◆ DATA RECORDS ◆
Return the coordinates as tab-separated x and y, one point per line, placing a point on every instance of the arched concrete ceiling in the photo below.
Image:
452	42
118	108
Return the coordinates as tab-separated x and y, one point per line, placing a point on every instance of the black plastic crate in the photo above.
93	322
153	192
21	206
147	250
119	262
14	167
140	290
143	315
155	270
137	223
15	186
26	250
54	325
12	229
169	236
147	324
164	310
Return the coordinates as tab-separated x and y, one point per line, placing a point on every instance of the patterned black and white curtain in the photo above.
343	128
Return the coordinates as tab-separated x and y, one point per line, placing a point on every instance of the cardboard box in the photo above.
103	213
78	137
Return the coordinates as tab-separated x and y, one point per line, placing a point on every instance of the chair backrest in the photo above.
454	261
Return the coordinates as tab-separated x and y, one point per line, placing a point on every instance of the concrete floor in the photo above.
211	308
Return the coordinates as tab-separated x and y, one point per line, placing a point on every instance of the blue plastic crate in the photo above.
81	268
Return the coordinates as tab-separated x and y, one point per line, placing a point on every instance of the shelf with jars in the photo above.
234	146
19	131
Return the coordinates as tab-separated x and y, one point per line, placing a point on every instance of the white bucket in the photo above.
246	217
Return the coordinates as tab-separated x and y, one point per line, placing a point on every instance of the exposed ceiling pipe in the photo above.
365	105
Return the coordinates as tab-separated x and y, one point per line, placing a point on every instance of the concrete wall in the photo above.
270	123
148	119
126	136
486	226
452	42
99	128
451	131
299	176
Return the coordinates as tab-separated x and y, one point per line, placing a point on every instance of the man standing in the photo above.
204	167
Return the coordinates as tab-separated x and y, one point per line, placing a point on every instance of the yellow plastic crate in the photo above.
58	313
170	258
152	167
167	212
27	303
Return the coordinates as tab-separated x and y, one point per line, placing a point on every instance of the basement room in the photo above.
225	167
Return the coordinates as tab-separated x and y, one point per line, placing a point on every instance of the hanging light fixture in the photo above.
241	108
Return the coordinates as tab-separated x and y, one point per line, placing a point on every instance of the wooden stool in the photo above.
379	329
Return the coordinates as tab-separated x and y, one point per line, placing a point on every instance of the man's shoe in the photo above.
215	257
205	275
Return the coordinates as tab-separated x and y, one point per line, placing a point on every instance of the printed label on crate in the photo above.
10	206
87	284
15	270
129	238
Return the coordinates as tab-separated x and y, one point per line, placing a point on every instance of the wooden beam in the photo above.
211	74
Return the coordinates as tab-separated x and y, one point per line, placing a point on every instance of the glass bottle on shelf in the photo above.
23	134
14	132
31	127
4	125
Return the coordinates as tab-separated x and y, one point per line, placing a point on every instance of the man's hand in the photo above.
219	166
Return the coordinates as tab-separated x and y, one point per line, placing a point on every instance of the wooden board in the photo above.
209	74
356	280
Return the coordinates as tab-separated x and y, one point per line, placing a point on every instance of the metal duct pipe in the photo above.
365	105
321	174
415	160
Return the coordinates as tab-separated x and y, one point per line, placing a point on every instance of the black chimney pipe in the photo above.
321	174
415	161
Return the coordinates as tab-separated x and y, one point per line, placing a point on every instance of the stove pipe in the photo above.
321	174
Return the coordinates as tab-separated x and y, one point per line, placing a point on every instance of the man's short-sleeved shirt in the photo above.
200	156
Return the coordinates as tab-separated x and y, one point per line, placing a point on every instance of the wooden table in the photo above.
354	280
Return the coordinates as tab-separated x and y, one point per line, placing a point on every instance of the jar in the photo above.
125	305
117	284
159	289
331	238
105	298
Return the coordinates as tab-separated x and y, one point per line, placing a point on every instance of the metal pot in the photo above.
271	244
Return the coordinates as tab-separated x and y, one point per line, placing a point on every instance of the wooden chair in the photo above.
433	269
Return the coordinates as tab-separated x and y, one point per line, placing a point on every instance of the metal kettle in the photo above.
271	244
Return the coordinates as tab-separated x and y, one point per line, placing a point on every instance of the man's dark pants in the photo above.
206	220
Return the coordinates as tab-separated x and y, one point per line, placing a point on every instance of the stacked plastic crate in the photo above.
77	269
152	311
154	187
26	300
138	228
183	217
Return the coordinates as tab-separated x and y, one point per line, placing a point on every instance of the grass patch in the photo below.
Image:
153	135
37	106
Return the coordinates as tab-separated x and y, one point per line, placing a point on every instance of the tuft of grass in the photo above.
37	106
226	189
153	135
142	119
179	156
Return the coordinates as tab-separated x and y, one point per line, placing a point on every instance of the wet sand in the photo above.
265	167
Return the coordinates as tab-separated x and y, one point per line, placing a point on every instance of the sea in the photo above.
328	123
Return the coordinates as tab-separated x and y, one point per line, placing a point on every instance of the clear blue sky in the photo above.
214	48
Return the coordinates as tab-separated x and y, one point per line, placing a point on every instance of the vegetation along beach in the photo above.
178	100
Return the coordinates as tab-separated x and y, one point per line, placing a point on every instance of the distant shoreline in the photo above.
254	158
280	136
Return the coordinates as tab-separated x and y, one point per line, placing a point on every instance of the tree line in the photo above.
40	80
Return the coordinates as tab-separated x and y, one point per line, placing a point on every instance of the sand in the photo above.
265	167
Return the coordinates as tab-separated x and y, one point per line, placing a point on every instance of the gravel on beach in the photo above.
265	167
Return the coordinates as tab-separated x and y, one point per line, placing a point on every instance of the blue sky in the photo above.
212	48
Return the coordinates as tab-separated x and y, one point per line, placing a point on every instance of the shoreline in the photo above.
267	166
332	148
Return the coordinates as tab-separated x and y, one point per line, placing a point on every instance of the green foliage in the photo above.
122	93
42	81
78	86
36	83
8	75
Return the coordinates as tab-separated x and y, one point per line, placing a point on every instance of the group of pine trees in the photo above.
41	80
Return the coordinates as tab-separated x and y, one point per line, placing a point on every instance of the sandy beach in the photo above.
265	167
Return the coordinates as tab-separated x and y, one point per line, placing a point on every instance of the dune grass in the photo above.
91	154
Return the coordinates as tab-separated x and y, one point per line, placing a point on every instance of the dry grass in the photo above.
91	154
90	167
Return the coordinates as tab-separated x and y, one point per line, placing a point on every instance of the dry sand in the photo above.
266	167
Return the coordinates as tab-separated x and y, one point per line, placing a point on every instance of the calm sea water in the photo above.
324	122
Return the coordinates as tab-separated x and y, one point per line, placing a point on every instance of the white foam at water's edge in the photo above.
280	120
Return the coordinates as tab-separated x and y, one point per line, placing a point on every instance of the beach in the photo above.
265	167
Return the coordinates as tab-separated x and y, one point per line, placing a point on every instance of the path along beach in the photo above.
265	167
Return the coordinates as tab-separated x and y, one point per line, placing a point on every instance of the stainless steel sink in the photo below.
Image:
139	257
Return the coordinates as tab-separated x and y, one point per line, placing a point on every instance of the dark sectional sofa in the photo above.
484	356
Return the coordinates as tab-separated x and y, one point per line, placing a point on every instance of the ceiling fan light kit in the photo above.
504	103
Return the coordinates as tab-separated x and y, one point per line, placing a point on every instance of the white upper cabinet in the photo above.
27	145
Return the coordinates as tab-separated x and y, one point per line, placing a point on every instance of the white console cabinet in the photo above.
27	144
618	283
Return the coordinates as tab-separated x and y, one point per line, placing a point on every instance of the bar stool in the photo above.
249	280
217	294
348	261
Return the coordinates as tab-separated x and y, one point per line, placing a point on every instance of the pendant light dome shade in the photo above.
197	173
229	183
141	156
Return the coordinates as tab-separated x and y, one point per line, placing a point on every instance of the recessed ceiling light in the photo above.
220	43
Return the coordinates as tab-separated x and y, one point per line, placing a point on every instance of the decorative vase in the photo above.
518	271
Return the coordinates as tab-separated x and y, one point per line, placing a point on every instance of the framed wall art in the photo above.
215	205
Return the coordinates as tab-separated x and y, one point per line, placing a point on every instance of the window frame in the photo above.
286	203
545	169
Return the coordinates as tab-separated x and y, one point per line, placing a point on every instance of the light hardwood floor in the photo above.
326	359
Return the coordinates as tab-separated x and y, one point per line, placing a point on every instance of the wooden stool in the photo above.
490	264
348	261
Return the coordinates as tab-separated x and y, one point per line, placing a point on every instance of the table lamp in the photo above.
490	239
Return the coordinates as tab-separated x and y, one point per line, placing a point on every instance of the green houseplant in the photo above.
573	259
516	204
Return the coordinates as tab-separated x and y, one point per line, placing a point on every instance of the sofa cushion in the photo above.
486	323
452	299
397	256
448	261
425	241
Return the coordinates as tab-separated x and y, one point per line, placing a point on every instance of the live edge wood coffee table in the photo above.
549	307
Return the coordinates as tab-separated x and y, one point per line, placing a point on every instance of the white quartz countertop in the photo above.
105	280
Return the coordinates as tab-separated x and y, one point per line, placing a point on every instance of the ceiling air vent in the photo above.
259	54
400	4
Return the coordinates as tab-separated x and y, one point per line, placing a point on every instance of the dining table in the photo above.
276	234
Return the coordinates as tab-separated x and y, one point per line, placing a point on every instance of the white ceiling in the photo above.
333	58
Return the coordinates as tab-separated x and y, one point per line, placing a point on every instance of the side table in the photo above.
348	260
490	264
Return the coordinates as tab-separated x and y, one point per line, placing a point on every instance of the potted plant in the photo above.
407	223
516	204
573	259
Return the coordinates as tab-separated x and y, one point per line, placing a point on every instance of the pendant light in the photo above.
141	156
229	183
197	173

◆ ASSIGNMENT ◆
With the line that contains "side table in the photo above." as the starting point, output each line exactly through the end of the listing above.

◆ RESULT FOR THIS EXERCISE ◆
Return the coordinates as tab-separated x and y, one point per line, placing a point on every instance of the side table in the photo above.
348	260
490	264
Return the coordinates as tab-separated x and y, one point per line, placing a point on every instance of the potted plant in the photo above.
407	223
516	204
573	259
Return the coordinates as tab-separated x and y, one point per line, placing a point on every instance of the pendant light in the photo above.
141	156
229	183
197	173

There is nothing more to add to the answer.